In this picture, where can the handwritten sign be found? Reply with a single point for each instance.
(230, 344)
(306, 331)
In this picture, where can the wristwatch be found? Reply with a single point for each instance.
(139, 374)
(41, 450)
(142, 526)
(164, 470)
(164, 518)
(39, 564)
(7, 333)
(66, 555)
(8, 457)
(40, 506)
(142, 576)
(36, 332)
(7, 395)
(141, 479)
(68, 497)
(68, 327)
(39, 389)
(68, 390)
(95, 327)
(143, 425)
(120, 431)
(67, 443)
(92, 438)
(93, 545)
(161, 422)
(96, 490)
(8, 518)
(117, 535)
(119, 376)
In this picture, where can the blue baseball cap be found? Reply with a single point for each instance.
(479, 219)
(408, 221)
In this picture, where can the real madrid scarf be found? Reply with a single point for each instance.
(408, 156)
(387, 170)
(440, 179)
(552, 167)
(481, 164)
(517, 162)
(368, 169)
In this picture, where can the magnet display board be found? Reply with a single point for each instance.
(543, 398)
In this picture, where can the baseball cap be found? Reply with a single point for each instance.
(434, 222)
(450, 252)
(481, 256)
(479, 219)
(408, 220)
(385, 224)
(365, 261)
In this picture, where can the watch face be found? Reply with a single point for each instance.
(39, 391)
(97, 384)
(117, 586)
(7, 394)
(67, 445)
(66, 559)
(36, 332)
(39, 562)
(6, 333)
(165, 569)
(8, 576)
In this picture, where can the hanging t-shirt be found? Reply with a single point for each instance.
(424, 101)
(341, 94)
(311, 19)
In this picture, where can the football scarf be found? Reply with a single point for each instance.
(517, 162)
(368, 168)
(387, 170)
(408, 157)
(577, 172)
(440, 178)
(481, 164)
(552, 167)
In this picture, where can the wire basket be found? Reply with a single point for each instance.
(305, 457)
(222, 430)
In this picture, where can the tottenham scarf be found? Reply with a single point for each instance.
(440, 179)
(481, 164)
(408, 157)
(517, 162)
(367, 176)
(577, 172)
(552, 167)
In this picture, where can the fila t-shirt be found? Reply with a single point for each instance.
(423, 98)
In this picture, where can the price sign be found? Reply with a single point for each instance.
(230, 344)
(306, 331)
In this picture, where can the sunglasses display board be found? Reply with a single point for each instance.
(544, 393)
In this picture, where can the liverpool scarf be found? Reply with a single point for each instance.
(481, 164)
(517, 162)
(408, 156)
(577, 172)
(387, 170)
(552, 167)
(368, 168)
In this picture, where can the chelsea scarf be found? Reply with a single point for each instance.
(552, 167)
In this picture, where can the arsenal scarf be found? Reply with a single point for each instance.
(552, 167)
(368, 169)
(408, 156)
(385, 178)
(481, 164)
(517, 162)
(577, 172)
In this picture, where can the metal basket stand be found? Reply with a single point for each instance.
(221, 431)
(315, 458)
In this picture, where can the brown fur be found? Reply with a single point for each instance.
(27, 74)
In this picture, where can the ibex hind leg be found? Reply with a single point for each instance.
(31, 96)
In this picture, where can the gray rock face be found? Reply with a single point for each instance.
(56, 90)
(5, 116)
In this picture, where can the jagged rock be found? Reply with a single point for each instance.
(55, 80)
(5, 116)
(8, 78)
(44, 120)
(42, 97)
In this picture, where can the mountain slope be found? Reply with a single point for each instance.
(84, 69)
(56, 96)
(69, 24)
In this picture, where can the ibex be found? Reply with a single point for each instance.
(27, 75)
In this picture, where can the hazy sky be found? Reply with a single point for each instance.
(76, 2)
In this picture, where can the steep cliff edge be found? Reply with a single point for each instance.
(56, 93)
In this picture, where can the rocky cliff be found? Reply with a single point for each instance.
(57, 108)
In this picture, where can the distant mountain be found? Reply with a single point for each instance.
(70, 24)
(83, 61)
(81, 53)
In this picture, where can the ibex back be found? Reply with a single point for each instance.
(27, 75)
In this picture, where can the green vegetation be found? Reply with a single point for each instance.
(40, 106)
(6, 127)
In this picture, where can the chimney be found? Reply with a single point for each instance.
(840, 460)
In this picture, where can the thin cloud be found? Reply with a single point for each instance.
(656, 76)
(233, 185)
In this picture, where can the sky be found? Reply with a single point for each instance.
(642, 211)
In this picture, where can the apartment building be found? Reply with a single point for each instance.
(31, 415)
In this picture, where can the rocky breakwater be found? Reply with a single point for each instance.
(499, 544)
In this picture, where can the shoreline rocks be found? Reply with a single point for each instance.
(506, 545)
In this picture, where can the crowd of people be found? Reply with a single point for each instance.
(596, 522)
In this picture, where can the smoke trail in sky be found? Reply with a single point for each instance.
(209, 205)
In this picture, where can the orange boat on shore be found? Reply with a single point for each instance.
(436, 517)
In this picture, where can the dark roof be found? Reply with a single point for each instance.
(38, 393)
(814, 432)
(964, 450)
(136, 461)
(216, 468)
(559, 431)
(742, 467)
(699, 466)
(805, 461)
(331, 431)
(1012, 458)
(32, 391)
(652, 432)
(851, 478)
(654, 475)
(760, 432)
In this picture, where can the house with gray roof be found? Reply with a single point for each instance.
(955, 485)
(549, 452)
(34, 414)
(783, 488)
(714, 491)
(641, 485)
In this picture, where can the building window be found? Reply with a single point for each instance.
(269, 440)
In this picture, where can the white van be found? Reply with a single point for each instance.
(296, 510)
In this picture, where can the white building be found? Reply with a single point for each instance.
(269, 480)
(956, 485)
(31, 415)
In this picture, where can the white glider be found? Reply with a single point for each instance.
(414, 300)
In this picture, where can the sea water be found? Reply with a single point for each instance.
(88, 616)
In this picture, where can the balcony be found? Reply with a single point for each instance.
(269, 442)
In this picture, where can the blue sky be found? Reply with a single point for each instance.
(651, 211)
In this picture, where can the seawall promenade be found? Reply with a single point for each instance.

STATED PROBLEM:
Give back each line above precisely as it stands.

RESULT:
In this picture, where can the handwritten sign be found? Reply with a single point for each instance.
(230, 344)
(306, 331)
In this picture, where can the wristwatch be found? Reply with a single point for each instance.
(139, 374)
(41, 450)
(142, 526)
(164, 470)
(164, 518)
(39, 564)
(7, 333)
(66, 555)
(8, 457)
(40, 506)
(142, 576)
(36, 332)
(7, 395)
(141, 479)
(68, 497)
(68, 327)
(39, 389)
(68, 390)
(95, 327)
(143, 425)
(120, 431)
(67, 443)
(92, 438)
(93, 545)
(161, 422)
(96, 490)
(8, 518)
(117, 535)
(119, 376)
In this picture, where can the blue baseball cap be found? Reply with a single point for each instance.
(479, 219)
(408, 221)
In this picture, where can the real madrid scarf be found? Reply with a single point for each instance.
(408, 156)
(387, 170)
(440, 179)
(552, 167)
(481, 164)
(517, 162)
(368, 169)
In this picture, where can the magnet display board be found? Reply with a single point for each instance.
(543, 398)
In this picture, where can the baseball cap be found? Reply with a single point for each instance.
(434, 222)
(450, 252)
(481, 256)
(479, 219)
(408, 220)
(385, 224)
(365, 261)
In this picture, where can the watch face be found? Reply with a single point for each instance.
(39, 391)
(97, 384)
(117, 586)
(7, 394)
(67, 445)
(66, 559)
(36, 332)
(39, 562)
(6, 333)
(165, 569)
(8, 576)
In this picture, where can the hanging t-shirt be found? Reply with a single point for each instance.
(424, 101)
(341, 94)
(311, 19)
In this picture, where can the football scarf be found? Reply with a single point for each instance.
(517, 162)
(368, 168)
(387, 170)
(408, 157)
(577, 172)
(440, 178)
(481, 164)
(552, 167)
In this picture, where can the wire basket be found? Reply with a single point for each instance.
(305, 457)
(222, 430)
In this picture, where can the tottenham scarf be found? Reply with a single point for each instance.
(440, 179)
(481, 164)
(408, 157)
(517, 162)
(367, 176)
(577, 172)
(552, 167)
In this picture, where can the fila t-shirt be found? Reply with a single point for each instance.
(423, 98)
In this picture, where can the price sign be found? Reply with a single point for each instance.
(230, 344)
(306, 331)
In this picture, where can the sunglasses display board be found? Reply with a single point for each instance.
(544, 393)
In this picture, where can the liverpool scarf be found? Reply with a single point for each instance.
(481, 164)
(517, 162)
(408, 156)
(577, 172)
(387, 170)
(552, 167)
(368, 168)
In this picture, where can the chelsea scarf be found? Reply with a single point for each instance.
(552, 167)
In this picture, where can the arsenal scarf be found? Reply with a single point for each instance.
(552, 167)
(368, 169)
(408, 156)
(385, 178)
(481, 164)
(517, 162)
(577, 172)
In this picture, where can the metal basket stand be found? Reply with a single point for each instance.
(221, 431)
(315, 458)
In this picture, where can the brown fur be found? Reply with a single point for each instance.
(27, 74)
In this picture, where can the ibex hind leg be found? Reply with a single point for each instance.
(31, 96)
In this picture, where can the gray rock face be found? Reply with a single point for each instance.
(56, 90)
(5, 116)
In this picture, where can the jagged rock be found? Reply with a single point for each instance.
(55, 80)
(5, 116)
(8, 78)
(44, 120)
(42, 97)
In this picture, where can the mountain slope be found? Reply with a single point for each instance.
(84, 69)
(56, 96)
(69, 24)
In this picture, where can the ibex be found? Reply with a single point for each instance.
(27, 75)
In this picture, where can the hazy sky be found? Reply with a single point for each instance.
(76, 2)
In this picture, where can the steep cliff edge be found? Reply with a single point for each instance.
(56, 93)
In this picture, where can the rocky cliff be found? Reply with a single point for each instance.
(57, 108)
In this picture, where can the distant mountain be found? Reply with a single point for each instance.
(70, 24)
(83, 61)
(81, 53)
In this picture, where can the ibex back be found? Reply with a single point for each instance.
(27, 75)
In this picture, where can the green vegetation be found? Reply with a single point for each instance.
(40, 106)
(6, 127)
In this picture, where can the chimney be found? Reply with a single point for each instance.
(840, 460)
In this picture, where can the thin cloud be found? Reply with a single point for each instance.
(656, 76)
(233, 185)
In this picture, where can the sky be found? Reply with a single point for each instance.
(642, 211)
In this picture, where can the apartment building be found? Reply with a single point for each instance.
(31, 415)
In this picture, where can the rocky breakwater be found? Reply with a single point for each instance.
(499, 544)
In this picture, where can the shoreline rocks be found? Reply with a single point for each instance.
(506, 545)
In this picture, where can the crowd of people be found? Reply with a single point for each instance.
(596, 522)
In this picture, where can the smoke trail in sky be found? Reply with a single point for each instance.
(209, 205)
In this picture, where can the orange boat on shore be found? Reply with a single point for each instance.
(436, 517)
In this picture, where can the dark roof be found? Reply with a single point for each instance.
(38, 393)
(814, 432)
(964, 450)
(136, 461)
(216, 468)
(559, 431)
(742, 467)
(699, 466)
(805, 461)
(331, 431)
(1012, 458)
(32, 391)
(652, 432)
(851, 478)
(654, 475)
(760, 432)
In this picture, where can the house with gray roof be found? Reply with a single point for each instance.
(955, 485)
(549, 452)
(34, 414)
(783, 488)
(714, 491)
(641, 485)
In this picture, where can the building window be found? Reply with a single point for each instance.
(269, 440)
In this picture, where can the white van be found? Reply with a single point for each instance.
(296, 510)
In this picture, where can the white building be found? Reply with a single point for each instance.
(269, 480)
(956, 485)
(31, 415)
In this picture, where can the white glider be found? Reply with a single point for each instance.
(414, 300)
In this picture, where can the sea water be found? Reply with a single point for each instance.
(88, 616)
In this picture, where can the balcony be found? Reply with a single point for each instance.
(269, 442)
In this picture, where can the blue sky be found? Reply with a single point for each instance.
(651, 211)
In this picture, where can the seawall promenade be found? Reply with a single point for each instance.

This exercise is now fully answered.